Work instructions
Repeat the listing that follows, character for character, minus the pictures.

Available data
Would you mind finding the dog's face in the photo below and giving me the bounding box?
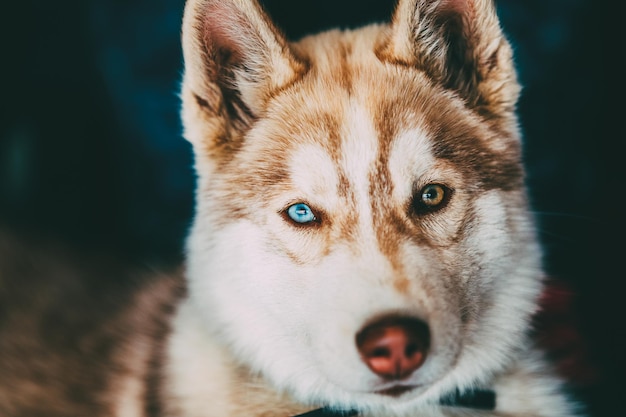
[181,0,543,413]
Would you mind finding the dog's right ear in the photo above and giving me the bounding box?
[378,0,519,120]
[181,0,306,151]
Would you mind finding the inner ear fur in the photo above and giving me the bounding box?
[181,0,306,136]
[378,0,520,118]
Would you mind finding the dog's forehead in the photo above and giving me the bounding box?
[260,70,469,184]
[225,27,523,202]
[261,54,523,194]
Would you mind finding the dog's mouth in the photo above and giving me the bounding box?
[375,385,418,397]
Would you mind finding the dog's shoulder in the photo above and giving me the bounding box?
[0,231,185,417]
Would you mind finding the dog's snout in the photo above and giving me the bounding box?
[356,316,430,380]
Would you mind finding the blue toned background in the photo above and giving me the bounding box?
[0,1,622,415]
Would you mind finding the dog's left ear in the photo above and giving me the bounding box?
[379,0,519,118]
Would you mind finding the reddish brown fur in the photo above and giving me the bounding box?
[191,16,523,279]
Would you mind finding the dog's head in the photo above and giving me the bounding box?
[181,0,543,413]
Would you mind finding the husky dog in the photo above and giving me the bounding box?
[0,0,583,416]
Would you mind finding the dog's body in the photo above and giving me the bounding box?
[0,0,584,416]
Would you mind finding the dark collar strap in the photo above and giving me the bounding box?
[439,388,496,410]
[293,388,496,417]
[292,408,357,417]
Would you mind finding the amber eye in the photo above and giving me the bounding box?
[413,184,450,214]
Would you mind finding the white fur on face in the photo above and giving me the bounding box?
[184,78,542,417]
[183,128,538,415]
[288,144,339,205]
[187,105,541,414]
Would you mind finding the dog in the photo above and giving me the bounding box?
[0,0,584,416]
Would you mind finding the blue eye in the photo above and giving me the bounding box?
[286,203,317,224]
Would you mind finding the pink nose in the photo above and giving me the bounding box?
[356,317,429,380]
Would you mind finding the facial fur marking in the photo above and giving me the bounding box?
[337,101,380,255]
[288,144,340,205]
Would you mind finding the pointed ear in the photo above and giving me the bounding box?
[181,0,306,146]
[378,0,519,117]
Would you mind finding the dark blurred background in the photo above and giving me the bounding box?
[0,0,623,415]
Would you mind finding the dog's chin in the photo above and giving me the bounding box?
[309,377,432,410]
[325,384,436,415]
[290,376,440,414]
[288,349,459,412]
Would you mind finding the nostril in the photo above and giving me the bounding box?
[356,316,430,380]
[405,343,418,357]
[372,347,391,358]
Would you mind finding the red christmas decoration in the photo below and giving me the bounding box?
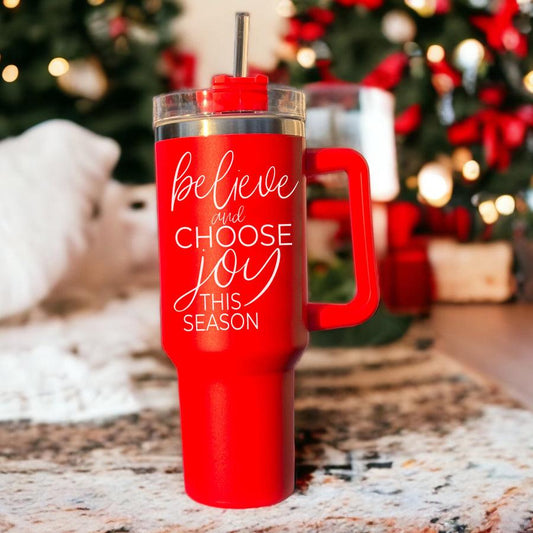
[381,202,473,314]
[308,199,351,242]
[300,21,326,42]
[316,59,341,82]
[516,104,533,125]
[308,7,335,25]
[424,206,472,242]
[395,104,422,135]
[471,0,527,57]
[361,52,409,90]
[161,49,196,90]
[335,0,383,8]
[435,0,451,14]
[448,108,528,170]
[109,16,128,39]
[479,85,507,107]
[285,19,303,43]
[427,58,462,93]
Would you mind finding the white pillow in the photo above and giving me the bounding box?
[0,120,120,319]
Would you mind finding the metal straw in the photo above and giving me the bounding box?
[233,12,250,77]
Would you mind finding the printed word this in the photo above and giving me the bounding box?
[175,224,293,249]
[200,292,241,311]
[183,312,259,332]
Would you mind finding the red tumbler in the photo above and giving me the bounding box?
[153,13,379,508]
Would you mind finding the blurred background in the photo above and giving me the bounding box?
[1,0,533,401]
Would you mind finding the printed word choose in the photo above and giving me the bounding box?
[175,224,293,249]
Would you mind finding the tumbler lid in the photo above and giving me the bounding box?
[153,84,304,127]
[153,13,304,127]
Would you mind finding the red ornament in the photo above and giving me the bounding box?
[435,0,451,14]
[300,21,326,42]
[471,0,528,57]
[361,52,409,90]
[427,58,462,93]
[285,19,303,43]
[424,206,472,242]
[516,104,533,125]
[308,199,352,241]
[161,49,196,89]
[316,59,341,82]
[308,7,335,25]
[109,16,128,39]
[395,104,422,135]
[479,85,507,107]
[335,0,383,8]
[448,116,480,145]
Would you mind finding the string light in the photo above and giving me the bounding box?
[2,64,19,83]
[453,39,484,71]
[87,0,106,5]
[523,71,533,93]
[405,0,436,17]
[478,200,499,224]
[495,195,515,215]
[418,161,453,207]
[426,44,445,63]
[48,57,70,77]
[3,0,20,7]
[462,160,480,181]
[452,147,472,171]
[296,47,316,69]
[276,0,295,18]
[406,175,418,189]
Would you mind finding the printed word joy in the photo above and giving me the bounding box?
[171,149,299,211]
[174,248,280,313]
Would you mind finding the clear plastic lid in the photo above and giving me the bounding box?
[153,83,305,128]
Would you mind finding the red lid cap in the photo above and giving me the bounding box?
[177,368,295,508]
[195,74,269,114]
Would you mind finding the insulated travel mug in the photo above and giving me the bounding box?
[153,13,379,509]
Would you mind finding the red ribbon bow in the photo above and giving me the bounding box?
[361,52,409,90]
[448,108,528,170]
[471,0,527,57]
[395,104,422,135]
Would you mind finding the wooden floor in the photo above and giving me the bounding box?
[428,304,533,408]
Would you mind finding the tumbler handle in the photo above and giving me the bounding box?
[305,148,379,331]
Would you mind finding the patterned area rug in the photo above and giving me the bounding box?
[1,291,533,532]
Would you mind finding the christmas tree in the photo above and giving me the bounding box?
[283,0,533,231]
[0,0,180,182]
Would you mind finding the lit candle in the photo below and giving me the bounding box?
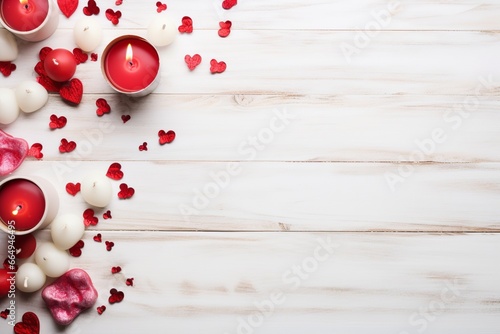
[0,176,59,235]
[0,88,20,125]
[73,17,102,52]
[0,0,59,42]
[43,48,77,82]
[15,263,46,292]
[51,214,85,250]
[35,242,70,278]
[15,233,37,259]
[15,81,48,113]
[101,35,161,97]
[80,172,113,208]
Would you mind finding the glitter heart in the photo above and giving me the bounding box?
[156,1,166,12]
[97,305,106,315]
[34,61,46,76]
[93,233,102,242]
[83,0,100,16]
[13,312,40,334]
[105,241,114,251]
[66,182,81,196]
[210,59,226,74]
[59,138,77,153]
[68,240,84,257]
[108,288,124,304]
[37,74,62,93]
[105,9,122,25]
[39,47,53,61]
[0,130,28,176]
[0,61,16,77]
[73,48,88,64]
[121,115,131,123]
[125,278,134,286]
[0,309,9,319]
[178,16,193,33]
[28,143,43,160]
[90,53,98,61]
[139,142,148,151]
[222,0,237,10]
[57,0,78,18]
[111,266,121,274]
[158,130,176,145]
[83,208,98,227]
[118,183,134,199]
[218,20,232,38]
[106,162,124,180]
[184,54,201,71]
[96,98,111,116]
[49,114,67,129]
[103,210,112,219]
[59,78,83,104]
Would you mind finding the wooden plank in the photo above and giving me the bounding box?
[0,232,499,333]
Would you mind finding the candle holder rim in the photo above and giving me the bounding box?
[0,0,57,37]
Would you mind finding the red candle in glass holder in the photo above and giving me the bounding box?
[0,0,48,31]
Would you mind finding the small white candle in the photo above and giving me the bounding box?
[81,172,113,208]
[73,17,103,52]
[51,214,85,250]
[15,81,48,113]
[0,29,18,61]
[16,263,46,293]
[147,14,176,47]
[0,88,19,125]
[35,242,70,278]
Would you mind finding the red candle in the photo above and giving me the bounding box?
[0,0,48,31]
[14,233,37,258]
[0,179,45,232]
[102,35,160,96]
[44,48,77,82]
[0,269,11,298]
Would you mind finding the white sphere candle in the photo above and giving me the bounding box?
[147,14,176,47]
[73,18,103,52]
[0,88,19,125]
[51,214,85,250]
[16,263,46,293]
[15,81,49,113]
[35,243,70,278]
[0,29,18,61]
[81,172,113,208]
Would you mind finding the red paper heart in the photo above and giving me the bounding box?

Answer
Would you mind finding the dog's face in the photo below and giving me the bounding box?
[181,0,543,413]
Would you mind finding the dog's right ear in the photo above and giving me the bounding box?
[378,0,519,120]
[181,0,306,151]
Would you mind finding the inner ear fur in the photo above and giving me the bounding box?
[181,0,306,136]
[378,0,520,118]
Would you mind finding the dog's forehead in the photo above and giving me the bounding box?
[260,70,469,184]
[225,27,523,202]
[261,54,523,194]
Would you mind finding the dog's mouth in the photo above and giving me the bounding box?
[375,385,418,397]
Would you mind finding the dog's shoulder in the photo above and giving me the bounding box?
[0,231,185,417]
Would you mind finding the dog's snout in the photo above and giving me the bounding box?
[356,316,430,380]
Would you mind finding the blue toned background in the photo above and giving me the bounding box?
[0,1,622,415]
Would you mind finding the dog's left ear in the photo above and giving me the bounding box?
[379,0,519,118]
Would you mind finding the reddish brown fur in the photo above and giving me the bounding box?
[191,16,523,279]
Would you mind finding the dog's head in the photo above and giving me the bounding box?
[181,0,543,413]
Would you mind finding the husky dog in the photo above and giving me the bounding box?
[0,0,583,416]
Would you mind finding the dog's body in the photo above and giving me the bounding box?
[0,0,584,416]
Would you mind finding the dark collar strap in the photo above and giving me the bounding box?
[439,388,496,410]
[293,388,496,417]
[292,408,357,417]
Would you mind finding the amber eye in the photo above and giving me the bounding box?
[413,184,450,214]
Would you mind finding the white fur on face in the photo above and giving me the bounding box?
[184,78,542,417]
[183,128,538,415]
[288,144,339,205]
[187,105,541,414]
Would you mind finding the dog in the photo above and giving me the bounding box?
[0,0,584,416]
Would you mind finding the blue eye in the photo above and giving me the bounding box?
[286,203,317,224]
Would you mind finding the pink nose in the photo above and giving me the bounding box?
[356,317,429,380]
Would you mind finding the facial fur marking in the photo above and giving me the bounding box?
[337,101,380,255]
[288,144,340,205]
Would you mind finding the pointed ear in the photo above and giving me the bounding box?
[181,0,306,146]
[378,0,519,117]
Would you mind finding the dark blurred background in the photo above and giving me the bounding box?
[0,0,623,415]
Would you mind finding the dog's chin in the photo above and giving me the bounding box?
[309,377,432,410]
[325,384,436,415]
[290,376,440,414]
[288,349,459,412]
Would you mind finding the nostril in the photo above and giving me the bounding box?
[356,316,430,380]
[405,343,418,357]
[372,347,391,358]
Would you mind finding the red christmas decoration in the photo below and giving me the bounding box?
[381,202,473,314]
[308,199,351,242]
[300,21,326,42]
[316,59,341,82]
[516,104,533,125]
[308,7,335,25]
[424,206,472,242]
[395,104,422,135]
[471,0,527,57]
[361,52,409,90]
[161,49,196,90]
[335,0,383,8]
[435,0,451,14]
[448,108,528,170]
[109,16,128,39]
[479,85,507,107]
[285,19,303,43]
[427,58,462,93]
Would you mind finding the white pillow in the photo above and giving me the bounding box?
[0,120,120,319]
Would you mind finding the metal straw in the photo above and giving me the bounding box?
[233,12,250,77]
Would you mind finding the printed word this in the photo above and giving me the bounding box?
[175,224,293,249]
[200,292,241,311]
[183,312,259,332]
Would you mind finding the red tumbler in the photo above and giving me the bounding box?
[153,13,379,508]
Would you mind finding the blurred background in the photo above and giving me the bounding box?
[1,0,533,401]
Would you mind finding the printed word choose in the photo above and giving me the bounding box?
[175,224,293,249]
Would you mind finding the tumbler lid in the photo above and giving me the bounding box?
[153,84,304,127]
[153,13,304,127]
Would you mind finding the red ornament in the photo above and giving me the bounding box?
[435,0,451,14]
[300,21,326,42]
[471,0,528,57]
[361,52,409,90]
[427,58,462,93]
[285,19,303,43]
[424,206,472,242]
[516,104,533,125]
[308,199,352,241]
[161,49,196,89]
[316,59,341,82]
[308,7,335,25]
[109,16,128,39]
[395,104,422,135]
[479,85,507,107]
[335,0,383,8]
[448,116,480,145]
Would you mind finding the string light in the photo above and giving me the bounding box?
[2,64,19,83]
[453,39,484,71]
[87,0,106,5]
[523,71,533,93]
[405,0,436,17]
[478,200,499,224]
[495,195,515,215]
[418,161,453,207]
[426,44,445,63]
[48,57,70,77]
[3,0,20,7]
[462,160,480,181]
[452,147,472,171]
[296,47,316,69]
[276,0,295,18]
[406,175,418,189]
Would you mind finding the printed word joy in the photo above and giving me the bounding box?
[171,149,299,211]
[174,248,280,313]
Would you mind finding the clear plastic lid in the photo above and giving me the bounding box?
[153,83,305,128]
Would you mind finding the red lid cap in the photo above and giving me the bounding box?
[177,368,295,508]
[195,74,269,114]
Would you mind finding the insulated travel mug in the photo above and giving me the bounding box?
[153,13,379,509]
Would you mind finding the red ribbon bow in the photo above and giving me the bounding box?
[361,52,409,90]
[448,108,528,170]
[471,0,527,57]
[395,104,422,135]
Would you mind finding the wooden floor in the photo above and giving me the bounding box?
[428,304,533,408]
Would you mind finding the tumbler handle in the photo above and giving me the bounding box?
[305,148,379,331]
Would you mind finding the patterned area rug in the photo above and giving me the bounding box?
[1,291,533,532]
Would you mind finding the christmas tree in the photo above and giving me the bounding box?
[283,0,533,231]
[0,0,180,182]
Would you mind finding the lit candle in the photo below and giving me the bounding box?
[0,176,59,235]
[0,88,20,125]
[73,17,102,52]
[0,0,59,42]
[43,48,77,82]
[15,263,46,292]
[51,214,85,250]
[35,242,70,278]
[15,233,37,259]
[15,81,48,113]
[101,35,161,97]
[80,172,113,208]
Would you mind finding the glitter heart in the photo above and giving me the bounding box?
[156,1,166,12]
[97,305,106,315]
[34,61,46,76]
[93,233,102,242]
[83,0,100,16]
[13,312,40,334]
[105,241,114,251]
[66,182,81,196]
[210,59,226,74]
[59,138,77,153]
[68,240,84,257]
[108,288,124,304]
[37,74,62,93]
[105,9,122,25]
[39,47,53,61]
[0,130,28,176]
[0,61,16,77]
[73,48,88,64]
[121,115,131,123]
[125,278,134,286]
[0,309,9,319]
[178,16,193,33]
[28,143,43,160]
[90,53,98,61]
[139,142,148,151]
[222,0,237,10]
[57,0,78,18]
[111,266,121,274]
[158,130,176,145]
[83,208,98,227]
[118,183,134,199]
[218,20,232,38]
[106,162,124,180]
[184,54,201,71]
[96,98,111,116]
[49,114,67,129]
[103,210,112,219]
[59,78,83,104]
Would you mind finding the wooden plank in the photo above and giving me the bounding box?
[0,232,499,333]
Would you mind finding the candle holder rim in the photo above and giving me the bounding box?
[0,0,57,37]
Would you mind finding the red candle in glass holder in the photo above and giving me the bounding box?
[0,0,48,31]
Would you mind finding the small white candle in the photo above and giving me the bounding box?
[81,172,113,208]
[73,17,103,52]
[51,214,85,250]
[15,81,48,113]
[0,29,18,61]
[16,263,46,293]
[147,14,176,47]
[0,88,19,125]
[35,242,70,278]
Would you mind finding the red candle in the photo above and giving me the bounding box?
[0,0,48,31]
[14,233,37,258]
[0,179,45,232]
[102,35,160,96]
[44,48,77,82]
[0,269,11,298]
Would you mind finding the white sphere candle in the photo above and giving me the bounding box?
[147,14,176,47]
[73,18,103,52]
[0,88,19,125]
[51,214,85,250]
[16,263,46,293]
[15,81,49,113]
[35,243,70,278]
[0,29,18,61]
[81,172,113,208]
Would you mind finding the red paper heart in the photo above and giving me the bounding box?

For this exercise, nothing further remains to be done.